→ Task instructions
Please render each line of the listing below as a JSON list of strings, one string per line, with blank lines left out.

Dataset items
'''

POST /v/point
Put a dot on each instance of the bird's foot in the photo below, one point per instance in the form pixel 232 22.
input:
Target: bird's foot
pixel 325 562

'''

→ Solution below
[
  "POST /v/point",
  "Put a dot on each instance of the bird's foot in the photo below, one point per instance in the form pixel 232 22.",
  "input:",
  "Target: bird's foot",
  "pixel 325 562"
]